PROBLEM TO SOLVE: Reproduce the data below verbatim from the line containing "Exercise. Mark the colorful paint" through its final line, and produce nothing more.

GIVEN ENTRIES:

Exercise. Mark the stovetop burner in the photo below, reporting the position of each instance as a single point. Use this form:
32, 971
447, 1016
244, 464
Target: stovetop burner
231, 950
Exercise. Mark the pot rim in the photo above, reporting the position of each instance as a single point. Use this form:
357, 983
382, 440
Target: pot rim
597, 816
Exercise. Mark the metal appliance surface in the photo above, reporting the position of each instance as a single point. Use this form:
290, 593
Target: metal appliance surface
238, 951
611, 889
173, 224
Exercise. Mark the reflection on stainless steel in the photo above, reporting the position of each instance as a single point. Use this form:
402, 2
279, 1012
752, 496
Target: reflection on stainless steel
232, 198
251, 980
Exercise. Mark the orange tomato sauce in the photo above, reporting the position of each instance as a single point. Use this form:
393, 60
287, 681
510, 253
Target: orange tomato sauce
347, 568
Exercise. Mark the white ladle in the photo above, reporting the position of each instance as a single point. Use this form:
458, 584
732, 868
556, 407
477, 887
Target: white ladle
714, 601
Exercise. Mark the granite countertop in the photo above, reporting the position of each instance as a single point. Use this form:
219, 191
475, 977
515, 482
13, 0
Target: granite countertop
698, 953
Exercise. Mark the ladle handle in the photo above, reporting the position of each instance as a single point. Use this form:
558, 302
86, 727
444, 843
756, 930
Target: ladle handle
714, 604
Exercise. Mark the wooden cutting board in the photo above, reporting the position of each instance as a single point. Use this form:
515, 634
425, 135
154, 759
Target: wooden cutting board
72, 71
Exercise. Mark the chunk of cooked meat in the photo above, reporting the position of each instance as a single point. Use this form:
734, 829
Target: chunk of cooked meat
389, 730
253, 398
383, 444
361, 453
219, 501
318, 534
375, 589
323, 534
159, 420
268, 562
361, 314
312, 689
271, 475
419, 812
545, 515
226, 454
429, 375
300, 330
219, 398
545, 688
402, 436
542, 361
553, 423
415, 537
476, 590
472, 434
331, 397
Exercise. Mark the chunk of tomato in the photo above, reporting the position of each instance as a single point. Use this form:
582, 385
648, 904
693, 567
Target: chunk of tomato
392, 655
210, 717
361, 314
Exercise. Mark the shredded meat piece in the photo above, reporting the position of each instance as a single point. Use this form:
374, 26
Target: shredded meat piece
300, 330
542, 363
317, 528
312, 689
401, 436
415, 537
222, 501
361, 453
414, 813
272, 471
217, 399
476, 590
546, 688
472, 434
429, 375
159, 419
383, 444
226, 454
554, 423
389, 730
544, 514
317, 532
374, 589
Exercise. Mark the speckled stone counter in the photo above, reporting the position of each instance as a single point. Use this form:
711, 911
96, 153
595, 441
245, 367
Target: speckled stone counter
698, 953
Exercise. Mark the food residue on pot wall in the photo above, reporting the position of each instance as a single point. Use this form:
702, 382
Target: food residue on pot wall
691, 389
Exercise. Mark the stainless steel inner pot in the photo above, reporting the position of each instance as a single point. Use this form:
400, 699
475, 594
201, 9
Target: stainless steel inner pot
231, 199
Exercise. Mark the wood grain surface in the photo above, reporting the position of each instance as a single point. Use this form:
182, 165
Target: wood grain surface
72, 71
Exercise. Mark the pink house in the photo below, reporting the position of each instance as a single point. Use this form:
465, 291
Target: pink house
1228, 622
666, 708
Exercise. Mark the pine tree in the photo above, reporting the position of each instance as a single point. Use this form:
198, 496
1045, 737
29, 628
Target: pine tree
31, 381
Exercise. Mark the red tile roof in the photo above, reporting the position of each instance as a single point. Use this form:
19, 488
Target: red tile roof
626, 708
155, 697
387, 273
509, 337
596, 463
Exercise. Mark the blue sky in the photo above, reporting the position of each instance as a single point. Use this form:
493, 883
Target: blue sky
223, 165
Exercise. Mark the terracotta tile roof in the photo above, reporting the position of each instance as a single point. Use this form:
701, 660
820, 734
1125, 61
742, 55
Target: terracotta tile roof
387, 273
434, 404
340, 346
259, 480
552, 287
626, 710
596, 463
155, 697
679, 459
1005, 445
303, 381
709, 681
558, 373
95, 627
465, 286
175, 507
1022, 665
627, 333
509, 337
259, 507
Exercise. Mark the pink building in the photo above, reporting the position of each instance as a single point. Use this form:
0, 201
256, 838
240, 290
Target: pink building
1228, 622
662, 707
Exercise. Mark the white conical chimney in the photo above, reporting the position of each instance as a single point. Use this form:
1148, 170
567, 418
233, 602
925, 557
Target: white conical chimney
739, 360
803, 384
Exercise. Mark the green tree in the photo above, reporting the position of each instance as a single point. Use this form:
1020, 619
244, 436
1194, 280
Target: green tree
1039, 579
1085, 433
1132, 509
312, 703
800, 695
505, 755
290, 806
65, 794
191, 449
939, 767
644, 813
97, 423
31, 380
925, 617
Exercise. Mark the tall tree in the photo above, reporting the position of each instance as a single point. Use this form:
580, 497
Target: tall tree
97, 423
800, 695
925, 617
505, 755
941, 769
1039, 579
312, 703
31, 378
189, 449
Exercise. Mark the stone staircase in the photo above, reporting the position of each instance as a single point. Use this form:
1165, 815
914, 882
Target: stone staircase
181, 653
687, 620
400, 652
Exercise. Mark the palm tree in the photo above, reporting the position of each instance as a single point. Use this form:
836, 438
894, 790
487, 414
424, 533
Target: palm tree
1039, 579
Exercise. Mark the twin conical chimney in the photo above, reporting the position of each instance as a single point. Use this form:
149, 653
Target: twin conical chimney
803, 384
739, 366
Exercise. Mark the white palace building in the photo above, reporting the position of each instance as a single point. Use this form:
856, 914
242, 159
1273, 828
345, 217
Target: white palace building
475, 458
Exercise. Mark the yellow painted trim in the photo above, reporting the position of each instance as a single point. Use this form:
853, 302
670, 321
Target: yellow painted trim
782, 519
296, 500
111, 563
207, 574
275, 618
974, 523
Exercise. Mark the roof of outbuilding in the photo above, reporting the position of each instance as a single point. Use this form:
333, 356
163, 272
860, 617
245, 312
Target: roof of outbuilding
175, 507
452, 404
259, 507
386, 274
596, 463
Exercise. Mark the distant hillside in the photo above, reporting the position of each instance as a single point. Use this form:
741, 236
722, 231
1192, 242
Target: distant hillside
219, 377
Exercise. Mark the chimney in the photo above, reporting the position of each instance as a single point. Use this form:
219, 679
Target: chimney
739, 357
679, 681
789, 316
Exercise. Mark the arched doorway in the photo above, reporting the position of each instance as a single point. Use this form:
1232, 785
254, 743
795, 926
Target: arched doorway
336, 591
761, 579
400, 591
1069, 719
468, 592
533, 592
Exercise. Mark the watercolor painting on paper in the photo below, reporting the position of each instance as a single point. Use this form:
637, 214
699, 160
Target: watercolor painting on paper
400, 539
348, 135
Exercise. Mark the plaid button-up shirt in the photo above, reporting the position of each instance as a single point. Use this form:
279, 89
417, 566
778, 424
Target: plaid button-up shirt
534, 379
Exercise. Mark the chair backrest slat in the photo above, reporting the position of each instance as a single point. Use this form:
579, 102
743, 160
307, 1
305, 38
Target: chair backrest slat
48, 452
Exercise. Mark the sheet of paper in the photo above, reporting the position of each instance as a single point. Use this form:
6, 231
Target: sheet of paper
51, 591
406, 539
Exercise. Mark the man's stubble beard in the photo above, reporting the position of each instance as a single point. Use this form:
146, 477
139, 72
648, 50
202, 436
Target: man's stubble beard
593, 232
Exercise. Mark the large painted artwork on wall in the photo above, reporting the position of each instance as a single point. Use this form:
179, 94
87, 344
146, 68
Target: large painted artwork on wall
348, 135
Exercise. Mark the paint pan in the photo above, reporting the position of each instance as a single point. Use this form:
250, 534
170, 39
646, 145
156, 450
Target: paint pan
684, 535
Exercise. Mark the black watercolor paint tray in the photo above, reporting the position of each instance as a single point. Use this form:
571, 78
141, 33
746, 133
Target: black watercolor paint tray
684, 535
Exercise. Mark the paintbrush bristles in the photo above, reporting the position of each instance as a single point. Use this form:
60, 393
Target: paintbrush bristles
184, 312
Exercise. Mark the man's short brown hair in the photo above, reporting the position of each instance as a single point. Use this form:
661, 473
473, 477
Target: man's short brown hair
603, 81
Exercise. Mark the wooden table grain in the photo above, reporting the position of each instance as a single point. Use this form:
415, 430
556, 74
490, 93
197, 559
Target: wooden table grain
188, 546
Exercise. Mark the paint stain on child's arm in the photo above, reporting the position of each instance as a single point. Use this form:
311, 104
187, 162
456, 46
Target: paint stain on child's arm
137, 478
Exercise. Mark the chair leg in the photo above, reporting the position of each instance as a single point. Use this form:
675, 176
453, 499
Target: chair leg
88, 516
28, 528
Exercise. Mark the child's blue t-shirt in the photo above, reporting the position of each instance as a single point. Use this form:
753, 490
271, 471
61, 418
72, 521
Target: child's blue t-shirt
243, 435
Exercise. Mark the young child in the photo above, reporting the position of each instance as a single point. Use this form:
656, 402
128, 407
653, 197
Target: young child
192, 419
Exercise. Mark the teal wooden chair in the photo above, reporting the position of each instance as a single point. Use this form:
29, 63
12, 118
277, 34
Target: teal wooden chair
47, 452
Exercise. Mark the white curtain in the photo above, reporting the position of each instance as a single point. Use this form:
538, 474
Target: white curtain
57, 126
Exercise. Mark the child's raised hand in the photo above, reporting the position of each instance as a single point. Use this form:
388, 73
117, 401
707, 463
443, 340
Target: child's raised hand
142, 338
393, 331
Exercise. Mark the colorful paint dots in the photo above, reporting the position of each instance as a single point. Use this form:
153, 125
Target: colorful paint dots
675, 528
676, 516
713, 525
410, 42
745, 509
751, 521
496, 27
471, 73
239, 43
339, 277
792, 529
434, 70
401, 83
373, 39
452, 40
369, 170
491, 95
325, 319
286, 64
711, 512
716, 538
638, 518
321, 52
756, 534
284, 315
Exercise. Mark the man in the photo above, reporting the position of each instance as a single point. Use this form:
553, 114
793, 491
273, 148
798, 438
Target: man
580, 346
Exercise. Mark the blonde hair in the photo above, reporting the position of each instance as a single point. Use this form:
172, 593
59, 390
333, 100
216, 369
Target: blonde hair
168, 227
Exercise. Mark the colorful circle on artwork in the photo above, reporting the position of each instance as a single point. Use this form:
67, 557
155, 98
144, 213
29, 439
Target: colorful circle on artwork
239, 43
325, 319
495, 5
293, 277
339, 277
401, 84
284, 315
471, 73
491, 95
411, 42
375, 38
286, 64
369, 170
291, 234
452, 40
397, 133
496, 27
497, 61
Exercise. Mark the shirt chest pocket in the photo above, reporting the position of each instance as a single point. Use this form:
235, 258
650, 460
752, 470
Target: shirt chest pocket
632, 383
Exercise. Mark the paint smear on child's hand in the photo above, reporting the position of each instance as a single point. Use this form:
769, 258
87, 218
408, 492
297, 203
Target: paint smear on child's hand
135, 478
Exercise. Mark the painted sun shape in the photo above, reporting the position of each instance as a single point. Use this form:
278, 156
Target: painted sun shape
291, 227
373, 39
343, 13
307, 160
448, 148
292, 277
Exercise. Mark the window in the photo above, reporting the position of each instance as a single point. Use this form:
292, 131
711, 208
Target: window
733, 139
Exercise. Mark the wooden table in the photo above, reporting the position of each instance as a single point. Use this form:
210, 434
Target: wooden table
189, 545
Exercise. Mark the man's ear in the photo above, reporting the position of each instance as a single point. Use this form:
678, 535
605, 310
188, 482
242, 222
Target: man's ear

CORRECT RESULT:
Exercise. Mark the colorful paint dots in the photo above, reporting the position of each instance as a single point. Use this form:
153, 125
Target: colorful paint dots
675, 528
676, 516
713, 525
410, 42
745, 509
751, 521
496, 27
471, 73
239, 43
339, 277
792, 529
434, 70
401, 83
373, 39
452, 40
369, 170
491, 95
325, 319
286, 64
711, 512
716, 538
638, 518
321, 52
756, 534
284, 315
Exercise. Mark the man in the photo above, reporting the position of each instance as a single point. Use this form:
553, 114
793, 491
273, 148
798, 438
Target: man
580, 346
Exercise. Mark the blonde hair in the photo above, reporting the position of each instance as a single point. Use this form:
172, 593
59, 390
333, 100
216, 369
Target: blonde hair
168, 227
Exercise. Mark the colorful circle on artwork in the photo above, reporting the position of each instance as a single point. Use this form:
67, 557
155, 98
144, 213
29, 439
Target: colorful circle on artwork
239, 43
325, 319
495, 5
293, 277
339, 277
401, 84
284, 315
471, 73
491, 95
411, 42
375, 38
286, 64
369, 170
291, 234
452, 40
397, 133
496, 27
497, 61
Exercise. Mark the shirt chest pocket in the photo above, reporting the position of each instance as a single point. Use this form:
235, 258
650, 460
752, 470
Target: shirt chest pocket
632, 383
Exercise. Mark the paint smear on child's hand in the photo above, reporting the position of each instance as a single point. Use this form:
769, 258
87, 218
408, 492
297, 203
Target: paint smear on child's hand
135, 478
Exercise. Mark the painted sun shape in the photo above, reporting the position of each instance as a single point. Use this form:
278, 156
Target: painted sun shape
291, 227
373, 39
343, 13
307, 160
448, 148
292, 277
Exercise. Mark the window in the photo above, reporting the position of each instance as a single point. Use this form:
292, 131
711, 208
Target: window
733, 139
Exercise. Mark the wooden table in the photo above, reporting the position of each instance as a single point. Use this form:
210, 434
Target: wooden table
189, 545
Exercise. Mark the man's ear in the photo above, reporting the position of each instance as a single point. Use this form:
678, 535
605, 310
188, 482
242, 222
Target: man's ear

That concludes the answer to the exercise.